** Begin DATASET CONTENT **

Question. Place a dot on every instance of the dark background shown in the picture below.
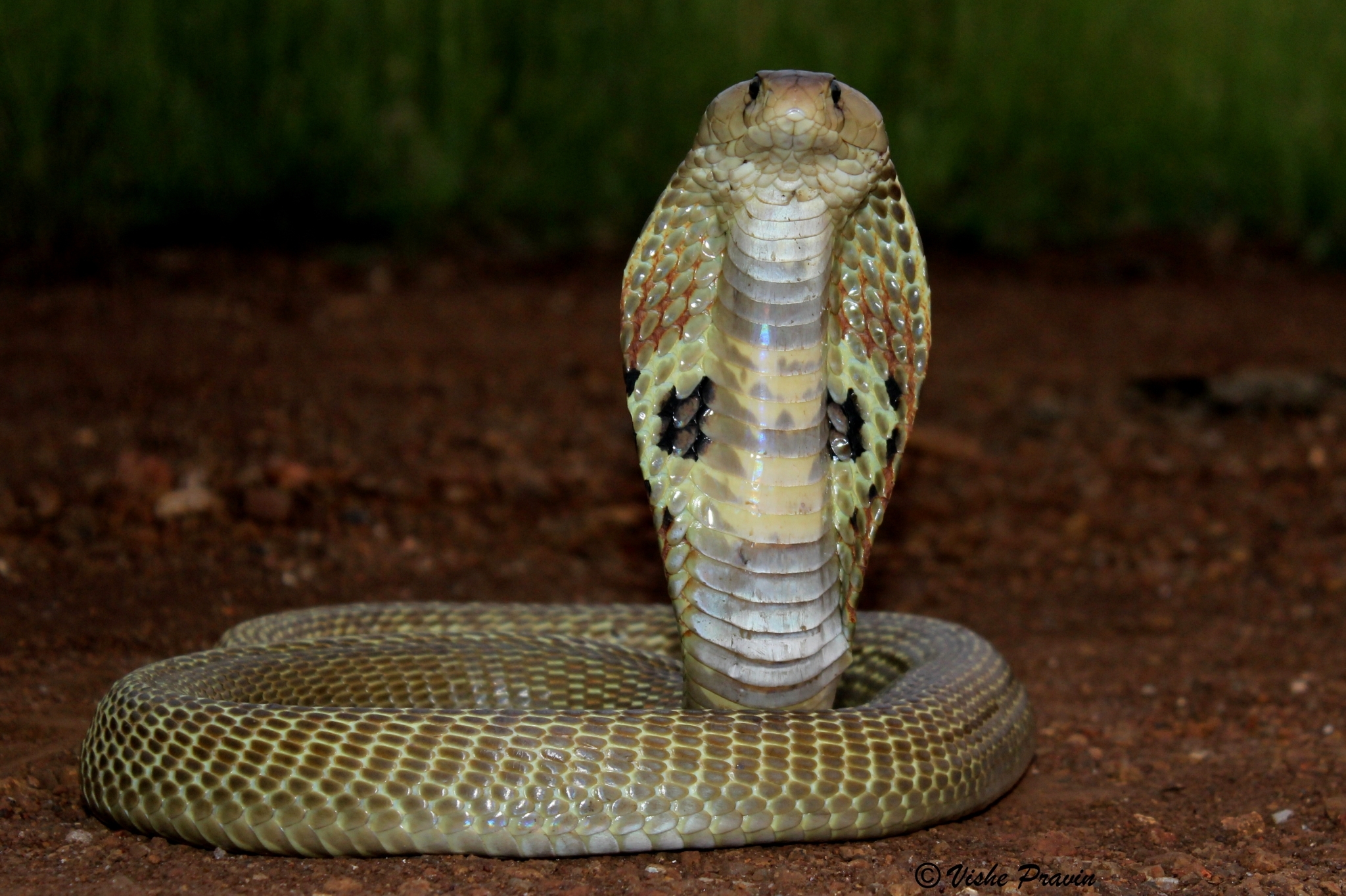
(421, 123)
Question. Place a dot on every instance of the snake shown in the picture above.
(776, 331)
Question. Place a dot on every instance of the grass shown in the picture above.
(1014, 123)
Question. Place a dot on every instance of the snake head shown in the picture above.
(787, 123)
(795, 114)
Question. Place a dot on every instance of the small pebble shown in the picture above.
(182, 502)
(269, 505)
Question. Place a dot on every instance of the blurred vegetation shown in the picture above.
(1014, 122)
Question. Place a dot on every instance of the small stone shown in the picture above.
(1054, 844)
(143, 474)
(1249, 824)
(268, 505)
(1260, 860)
(289, 474)
(46, 499)
(182, 502)
(419, 887)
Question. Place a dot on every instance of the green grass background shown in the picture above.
(1014, 123)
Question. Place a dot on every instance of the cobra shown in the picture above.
(776, 332)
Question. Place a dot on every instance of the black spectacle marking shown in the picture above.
(850, 445)
(682, 432)
(893, 443)
(894, 390)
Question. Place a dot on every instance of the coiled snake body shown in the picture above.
(776, 327)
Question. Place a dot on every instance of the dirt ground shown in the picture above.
(206, 437)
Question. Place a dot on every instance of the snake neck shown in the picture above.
(755, 587)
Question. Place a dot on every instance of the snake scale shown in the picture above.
(776, 332)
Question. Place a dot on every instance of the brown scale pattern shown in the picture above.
(566, 739)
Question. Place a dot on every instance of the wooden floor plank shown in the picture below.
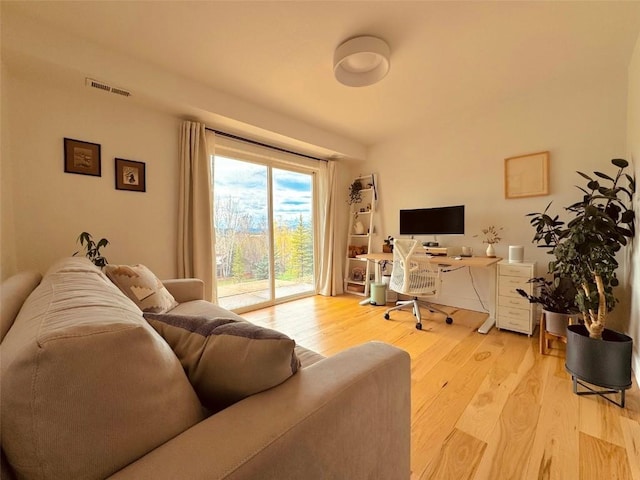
(631, 433)
(601, 459)
(458, 457)
(494, 395)
(483, 412)
(601, 419)
(554, 454)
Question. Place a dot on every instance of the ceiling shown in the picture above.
(447, 58)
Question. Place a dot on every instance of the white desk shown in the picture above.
(475, 262)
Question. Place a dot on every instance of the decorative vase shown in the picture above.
(605, 363)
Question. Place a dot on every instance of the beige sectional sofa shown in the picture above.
(91, 389)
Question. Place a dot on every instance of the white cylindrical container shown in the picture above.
(516, 253)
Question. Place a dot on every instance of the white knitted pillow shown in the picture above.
(140, 284)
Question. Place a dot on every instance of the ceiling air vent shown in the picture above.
(107, 88)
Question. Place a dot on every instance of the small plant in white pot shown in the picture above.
(556, 296)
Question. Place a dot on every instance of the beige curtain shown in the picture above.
(328, 280)
(195, 211)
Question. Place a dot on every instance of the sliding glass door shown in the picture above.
(264, 233)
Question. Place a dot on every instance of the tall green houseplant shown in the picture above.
(585, 248)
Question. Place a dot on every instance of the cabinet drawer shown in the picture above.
(507, 285)
(514, 313)
(515, 270)
(516, 324)
(514, 302)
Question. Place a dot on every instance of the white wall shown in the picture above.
(582, 122)
(8, 264)
(633, 147)
(52, 207)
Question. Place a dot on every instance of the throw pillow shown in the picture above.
(225, 359)
(140, 284)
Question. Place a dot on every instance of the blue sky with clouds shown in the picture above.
(246, 183)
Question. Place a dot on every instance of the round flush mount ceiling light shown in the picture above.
(361, 61)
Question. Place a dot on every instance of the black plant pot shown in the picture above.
(605, 363)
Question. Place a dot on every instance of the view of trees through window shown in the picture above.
(262, 253)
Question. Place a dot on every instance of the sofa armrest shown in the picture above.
(347, 416)
(185, 289)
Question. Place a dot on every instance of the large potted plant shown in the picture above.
(584, 250)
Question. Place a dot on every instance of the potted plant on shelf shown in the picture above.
(584, 250)
(557, 299)
(355, 192)
(491, 237)
(387, 246)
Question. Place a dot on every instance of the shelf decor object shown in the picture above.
(363, 197)
(82, 157)
(130, 175)
(526, 175)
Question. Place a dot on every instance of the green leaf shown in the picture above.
(603, 175)
(620, 162)
(628, 216)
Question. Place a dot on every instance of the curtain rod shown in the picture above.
(260, 144)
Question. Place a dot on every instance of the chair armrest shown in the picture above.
(185, 289)
(347, 416)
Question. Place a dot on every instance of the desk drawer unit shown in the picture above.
(515, 312)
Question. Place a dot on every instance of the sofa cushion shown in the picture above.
(140, 284)
(13, 292)
(87, 385)
(225, 359)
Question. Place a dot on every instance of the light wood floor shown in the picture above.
(483, 406)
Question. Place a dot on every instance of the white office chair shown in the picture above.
(413, 274)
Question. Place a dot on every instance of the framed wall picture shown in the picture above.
(130, 175)
(526, 175)
(82, 157)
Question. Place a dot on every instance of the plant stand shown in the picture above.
(605, 363)
(546, 337)
(602, 393)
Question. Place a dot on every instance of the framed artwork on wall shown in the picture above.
(82, 157)
(130, 175)
(526, 175)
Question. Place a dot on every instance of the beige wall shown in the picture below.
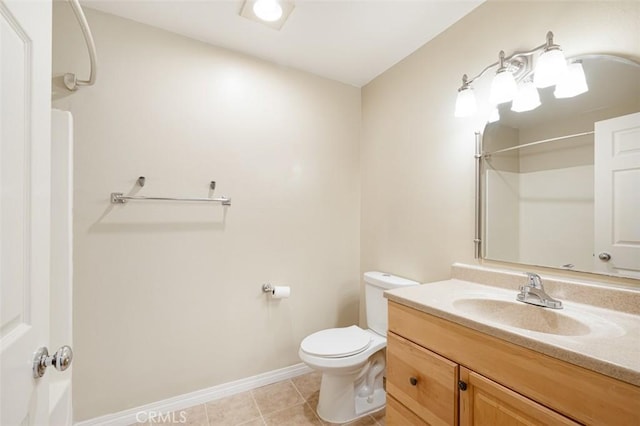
(417, 159)
(167, 297)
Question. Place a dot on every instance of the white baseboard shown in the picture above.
(128, 417)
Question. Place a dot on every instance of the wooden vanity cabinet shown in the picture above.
(441, 373)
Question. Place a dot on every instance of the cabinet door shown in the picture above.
(422, 381)
(399, 415)
(485, 402)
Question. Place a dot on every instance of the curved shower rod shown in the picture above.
(70, 79)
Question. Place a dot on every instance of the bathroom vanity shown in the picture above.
(461, 352)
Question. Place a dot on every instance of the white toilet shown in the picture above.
(352, 360)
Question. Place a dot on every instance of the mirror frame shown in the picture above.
(480, 155)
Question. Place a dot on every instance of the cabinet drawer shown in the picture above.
(399, 415)
(422, 381)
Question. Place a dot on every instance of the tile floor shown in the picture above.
(290, 402)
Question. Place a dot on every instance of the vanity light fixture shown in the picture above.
(552, 65)
(550, 69)
(466, 101)
(503, 86)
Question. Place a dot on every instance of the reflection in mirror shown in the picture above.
(561, 183)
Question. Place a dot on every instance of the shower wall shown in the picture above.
(167, 296)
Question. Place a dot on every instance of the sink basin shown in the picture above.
(524, 316)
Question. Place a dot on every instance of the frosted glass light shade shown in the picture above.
(527, 98)
(267, 10)
(573, 83)
(503, 88)
(465, 103)
(551, 67)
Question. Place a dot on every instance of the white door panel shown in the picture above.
(25, 90)
(617, 195)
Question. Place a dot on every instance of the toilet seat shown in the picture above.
(336, 342)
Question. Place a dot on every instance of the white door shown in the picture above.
(617, 195)
(25, 110)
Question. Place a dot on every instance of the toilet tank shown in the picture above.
(375, 283)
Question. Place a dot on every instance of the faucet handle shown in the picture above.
(534, 280)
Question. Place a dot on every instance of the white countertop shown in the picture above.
(602, 340)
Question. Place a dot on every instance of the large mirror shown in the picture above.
(560, 185)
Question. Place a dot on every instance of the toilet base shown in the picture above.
(347, 397)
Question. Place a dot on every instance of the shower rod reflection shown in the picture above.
(120, 198)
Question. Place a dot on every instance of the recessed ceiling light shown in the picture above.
(267, 10)
(272, 13)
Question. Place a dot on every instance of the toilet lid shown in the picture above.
(336, 342)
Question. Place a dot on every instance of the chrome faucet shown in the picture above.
(534, 294)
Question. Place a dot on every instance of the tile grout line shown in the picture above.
(306, 402)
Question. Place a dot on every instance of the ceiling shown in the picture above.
(351, 41)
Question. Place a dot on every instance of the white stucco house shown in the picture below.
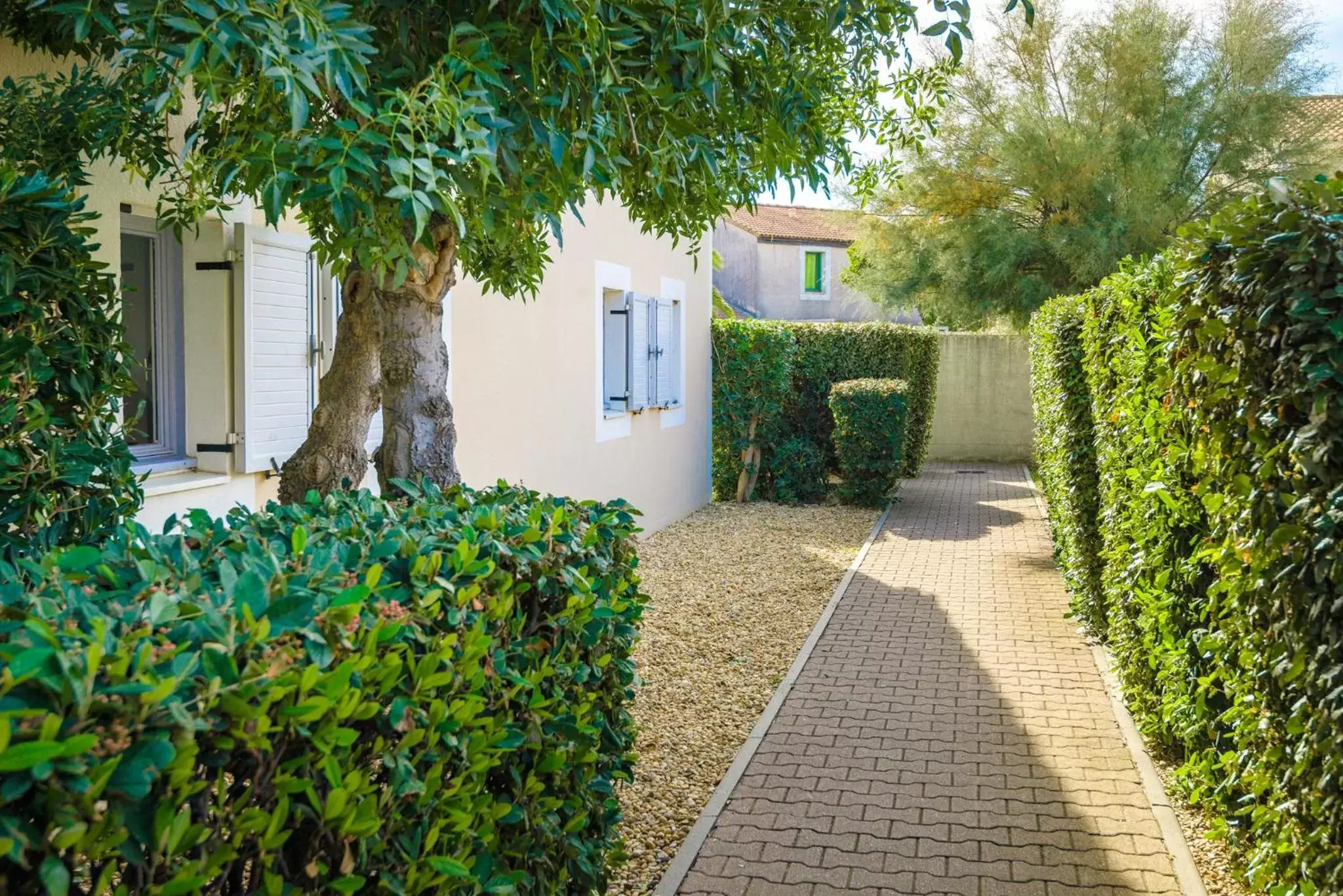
(785, 262)
(597, 389)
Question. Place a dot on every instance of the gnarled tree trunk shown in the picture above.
(418, 433)
(333, 454)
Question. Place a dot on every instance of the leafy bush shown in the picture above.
(870, 430)
(751, 366)
(829, 354)
(1218, 413)
(65, 467)
(1257, 347)
(1066, 450)
(1150, 519)
(798, 472)
(414, 697)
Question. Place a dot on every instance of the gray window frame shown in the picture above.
(169, 449)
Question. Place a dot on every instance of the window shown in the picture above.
(814, 273)
(151, 309)
(641, 351)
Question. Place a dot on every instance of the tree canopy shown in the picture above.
(422, 139)
(1070, 146)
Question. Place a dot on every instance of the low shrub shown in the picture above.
(870, 435)
(1066, 450)
(798, 472)
(1217, 403)
(348, 695)
(752, 362)
(829, 354)
(65, 467)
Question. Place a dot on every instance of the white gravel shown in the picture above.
(735, 589)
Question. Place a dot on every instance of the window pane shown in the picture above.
(137, 313)
(816, 273)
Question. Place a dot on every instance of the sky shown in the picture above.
(1327, 14)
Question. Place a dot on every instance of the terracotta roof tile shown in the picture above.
(1323, 116)
(798, 224)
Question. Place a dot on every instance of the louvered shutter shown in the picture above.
(665, 372)
(642, 340)
(274, 294)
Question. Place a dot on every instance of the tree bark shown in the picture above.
(418, 433)
(333, 454)
(750, 464)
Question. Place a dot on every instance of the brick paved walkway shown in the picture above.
(950, 734)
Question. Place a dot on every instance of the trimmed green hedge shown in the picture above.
(1066, 445)
(752, 362)
(830, 354)
(798, 472)
(65, 467)
(1217, 397)
(771, 387)
(870, 433)
(340, 696)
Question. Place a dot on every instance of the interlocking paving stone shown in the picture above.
(950, 732)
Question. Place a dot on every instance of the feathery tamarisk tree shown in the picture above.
(416, 140)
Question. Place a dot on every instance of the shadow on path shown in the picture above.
(950, 734)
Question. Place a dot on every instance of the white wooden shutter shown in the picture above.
(642, 341)
(275, 332)
(665, 354)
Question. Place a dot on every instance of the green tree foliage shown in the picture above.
(1070, 146)
(418, 140)
(342, 696)
(752, 363)
(65, 467)
(870, 431)
(1217, 423)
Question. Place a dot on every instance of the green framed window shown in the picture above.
(814, 272)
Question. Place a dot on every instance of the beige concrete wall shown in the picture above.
(524, 376)
(984, 399)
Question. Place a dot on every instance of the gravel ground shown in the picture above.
(735, 589)
(1213, 857)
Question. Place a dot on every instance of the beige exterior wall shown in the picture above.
(524, 376)
(984, 399)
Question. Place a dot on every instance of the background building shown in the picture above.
(785, 262)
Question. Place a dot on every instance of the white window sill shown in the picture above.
(176, 481)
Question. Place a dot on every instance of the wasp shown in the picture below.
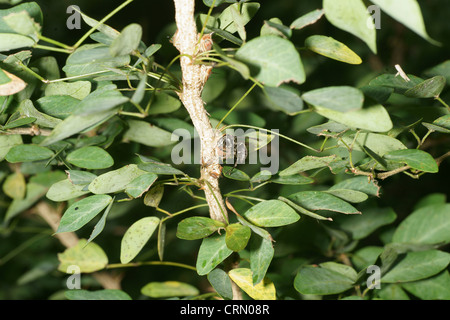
(230, 150)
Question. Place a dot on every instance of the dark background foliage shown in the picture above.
(23, 247)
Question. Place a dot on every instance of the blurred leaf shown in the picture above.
(136, 237)
(15, 186)
(88, 257)
(430, 88)
(408, 13)
(169, 289)
(434, 288)
(417, 265)
(331, 48)
(428, 225)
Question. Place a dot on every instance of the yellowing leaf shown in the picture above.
(264, 290)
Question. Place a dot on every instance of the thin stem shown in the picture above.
(87, 34)
(443, 103)
(56, 43)
(43, 47)
(271, 132)
(150, 263)
(236, 104)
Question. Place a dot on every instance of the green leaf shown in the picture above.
(307, 19)
(264, 290)
(90, 59)
(33, 193)
(141, 184)
(7, 142)
(136, 237)
(359, 184)
(90, 157)
(82, 211)
(246, 12)
(77, 89)
(284, 99)
(408, 13)
(22, 23)
(271, 213)
(261, 254)
(89, 257)
(105, 294)
(169, 289)
(234, 174)
(194, 228)
(430, 88)
(352, 196)
(331, 48)
(26, 109)
(360, 226)
(15, 186)
(427, 225)
(372, 118)
(164, 103)
(154, 195)
(10, 41)
(434, 288)
(352, 16)
(316, 200)
(417, 265)
(148, 134)
(221, 282)
(237, 236)
(116, 180)
(27, 153)
(98, 228)
(79, 177)
(342, 99)
(307, 163)
(65, 190)
(127, 41)
(321, 281)
(104, 98)
(153, 166)
(75, 124)
(59, 106)
(212, 252)
(274, 60)
(416, 159)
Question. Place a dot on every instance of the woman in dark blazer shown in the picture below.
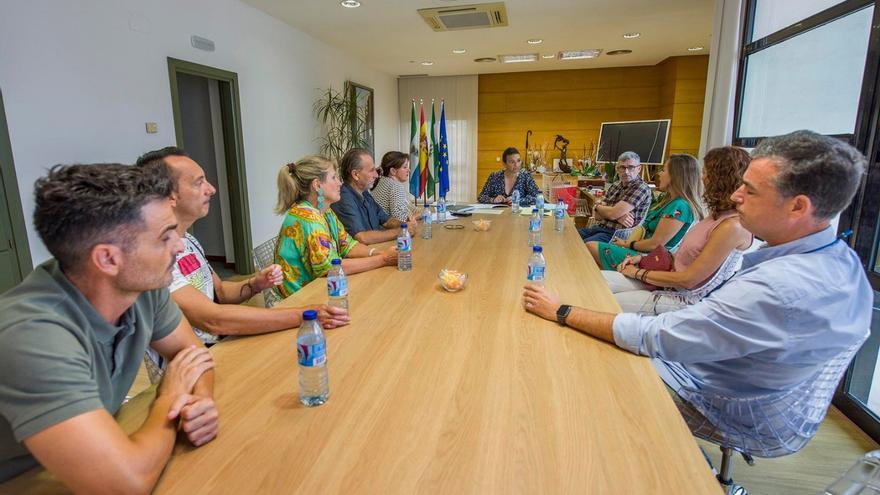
(500, 185)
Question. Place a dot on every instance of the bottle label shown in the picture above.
(403, 244)
(337, 286)
(536, 272)
(312, 355)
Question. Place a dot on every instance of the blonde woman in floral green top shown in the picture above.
(311, 235)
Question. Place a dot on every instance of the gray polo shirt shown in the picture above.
(359, 212)
(59, 358)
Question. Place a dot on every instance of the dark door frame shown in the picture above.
(233, 144)
(13, 199)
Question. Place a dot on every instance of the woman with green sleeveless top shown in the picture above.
(669, 218)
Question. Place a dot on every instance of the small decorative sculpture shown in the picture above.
(563, 162)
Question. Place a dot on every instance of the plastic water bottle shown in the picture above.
(426, 222)
(404, 249)
(862, 478)
(559, 214)
(311, 349)
(535, 228)
(337, 285)
(537, 266)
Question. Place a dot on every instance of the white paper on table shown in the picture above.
(548, 210)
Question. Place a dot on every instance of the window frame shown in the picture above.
(749, 47)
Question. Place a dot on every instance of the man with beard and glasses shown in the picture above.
(73, 333)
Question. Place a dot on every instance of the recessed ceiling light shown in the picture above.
(515, 59)
(579, 54)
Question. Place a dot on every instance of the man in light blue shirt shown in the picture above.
(797, 303)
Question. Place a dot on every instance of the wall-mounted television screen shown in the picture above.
(645, 137)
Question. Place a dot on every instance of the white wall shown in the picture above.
(460, 94)
(80, 79)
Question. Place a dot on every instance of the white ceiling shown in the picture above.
(391, 36)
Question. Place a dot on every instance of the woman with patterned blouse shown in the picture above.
(501, 184)
(311, 235)
(669, 218)
(390, 191)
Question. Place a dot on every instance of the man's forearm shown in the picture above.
(237, 319)
(152, 444)
(593, 323)
(235, 292)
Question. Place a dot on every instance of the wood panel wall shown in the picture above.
(574, 103)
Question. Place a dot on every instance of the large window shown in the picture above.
(815, 64)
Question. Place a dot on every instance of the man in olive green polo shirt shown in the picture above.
(73, 333)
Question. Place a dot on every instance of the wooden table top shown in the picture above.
(437, 392)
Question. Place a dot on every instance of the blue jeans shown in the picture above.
(598, 233)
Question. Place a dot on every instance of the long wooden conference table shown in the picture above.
(438, 392)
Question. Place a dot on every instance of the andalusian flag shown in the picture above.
(423, 150)
(444, 153)
(432, 156)
(414, 154)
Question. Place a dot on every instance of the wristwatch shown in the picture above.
(562, 313)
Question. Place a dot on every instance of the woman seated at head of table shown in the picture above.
(703, 249)
(311, 235)
(500, 185)
(390, 191)
(667, 220)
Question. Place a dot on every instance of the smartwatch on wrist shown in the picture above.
(562, 313)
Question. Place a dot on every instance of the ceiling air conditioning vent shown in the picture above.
(478, 16)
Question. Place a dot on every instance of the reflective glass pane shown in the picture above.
(773, 15)
(864, 383)
(811, 81)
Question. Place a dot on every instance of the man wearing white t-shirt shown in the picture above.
(210, 304)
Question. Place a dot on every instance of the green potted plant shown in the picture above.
(341, 120)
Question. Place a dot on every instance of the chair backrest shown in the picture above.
(770, 425)
(264, 255)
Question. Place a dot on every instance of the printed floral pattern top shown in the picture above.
(307, 243)
(610, 255)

** End DATASET CONTENT **

Copy the entries from the line containing "Question. Place a dot on every instance of the reflective" through the end of the entries, inclusive, with "chair backrest" swapped for "seat back" and nothing else changed.

#### SOLVED EXERCISE:
Question. Place a dot on every instance of the reflective glass pane shown in the picture above.
(773, 15)
(864, 383)
(811, 81)
Question. Place a dot on every instance of the man wearing white t-shirt shown in the picture above.
(210, 304)
Question. Place a dot on every instance of the green potted plant shown in the picture above.
(341, 120)
Question. Place a dot on every instance of the seat back shown in the picture above.
(770, 425)
(264, 255)
Question. Place a dot on every instance of the printed floral pattern top shown in the picture above.
(307, 243)
(610, 255)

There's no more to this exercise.